Problem description
Reproduce every one of the following items word for word, with each line unchanged.

Entries for labeling object positions
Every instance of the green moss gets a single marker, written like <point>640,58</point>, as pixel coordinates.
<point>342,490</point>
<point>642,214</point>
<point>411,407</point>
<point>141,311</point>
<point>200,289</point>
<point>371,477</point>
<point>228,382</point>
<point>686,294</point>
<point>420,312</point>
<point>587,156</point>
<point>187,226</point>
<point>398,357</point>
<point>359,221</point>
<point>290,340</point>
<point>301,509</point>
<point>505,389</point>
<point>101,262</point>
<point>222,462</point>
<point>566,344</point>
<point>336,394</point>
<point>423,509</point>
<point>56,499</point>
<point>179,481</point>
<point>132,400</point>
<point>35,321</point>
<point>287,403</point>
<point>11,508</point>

Solution for this problem
Every instance of the green moss gets a single marker, written like <point>640,58</point>, as pixel coordinates.
<point>342,490</point>
<point>642,214</point>
<point>411,407</point>
<point>141,311</point>
<point>200,289</point>
<point>371,477</point>
<point>228,382</point>
<point>686,294</point>
<point>420,312</point>
<point>587,156</point>
<point>187,226</point>
<point>398,357</point>
<point>359,221</point>
<point>290,340</point>
<point>301,509</point>
<point>505,389</point>
<point>101,262</point>
<point>222,462</point>
<point>566,344</point>
<point>336,394</point>
<point>423,509</point>
<point>56,499</point>
<point>179,481</point>
<point>132,400</point>
<point>35,321</point>
<point>287,403</point>
<point>11,508</point>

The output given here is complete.